— Start of Input data —
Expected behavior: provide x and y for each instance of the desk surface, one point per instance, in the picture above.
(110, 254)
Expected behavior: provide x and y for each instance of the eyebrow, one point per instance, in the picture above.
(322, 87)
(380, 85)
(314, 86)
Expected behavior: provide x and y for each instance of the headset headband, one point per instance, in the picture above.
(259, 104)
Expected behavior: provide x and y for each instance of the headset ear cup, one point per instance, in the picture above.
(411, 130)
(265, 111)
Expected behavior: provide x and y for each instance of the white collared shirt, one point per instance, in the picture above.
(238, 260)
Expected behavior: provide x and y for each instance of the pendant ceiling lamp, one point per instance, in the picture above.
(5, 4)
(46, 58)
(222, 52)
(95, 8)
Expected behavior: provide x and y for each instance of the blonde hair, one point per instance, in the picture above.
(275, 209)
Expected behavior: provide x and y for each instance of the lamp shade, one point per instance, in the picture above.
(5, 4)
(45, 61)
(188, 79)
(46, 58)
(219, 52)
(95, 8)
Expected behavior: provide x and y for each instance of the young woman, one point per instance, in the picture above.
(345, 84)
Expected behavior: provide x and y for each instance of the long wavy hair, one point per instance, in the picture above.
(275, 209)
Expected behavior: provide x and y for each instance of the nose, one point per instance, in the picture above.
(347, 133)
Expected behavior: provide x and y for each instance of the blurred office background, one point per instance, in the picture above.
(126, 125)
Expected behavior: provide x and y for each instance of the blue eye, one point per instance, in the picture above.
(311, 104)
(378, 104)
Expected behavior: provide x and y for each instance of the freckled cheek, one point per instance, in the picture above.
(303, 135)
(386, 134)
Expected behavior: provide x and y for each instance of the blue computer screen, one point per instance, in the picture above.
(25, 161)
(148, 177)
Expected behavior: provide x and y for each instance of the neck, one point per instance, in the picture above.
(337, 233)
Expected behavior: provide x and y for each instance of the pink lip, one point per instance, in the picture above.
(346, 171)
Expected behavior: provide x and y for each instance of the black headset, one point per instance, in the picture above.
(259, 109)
— End of Input data —
Scale the portion of the material that opens with the line containing "the neck, one" and closes with the end of the material, both ends included. Rewrite every line of it in full, multiplying each point coordinate by 0.2 and rounding to whole numbers with halves rounded up.

Expected behavior: provide x and y for each instance of the neck, one point per instance, in the picture above.
(67, 47)
Expected behavior: provide x and y for each instance of the pink lip, one point per instance, in the picture above.
(69, 34)
Expected behavior: provide x and y for each instance of the black headset, one point per instance, in the picture above.
(52, 22)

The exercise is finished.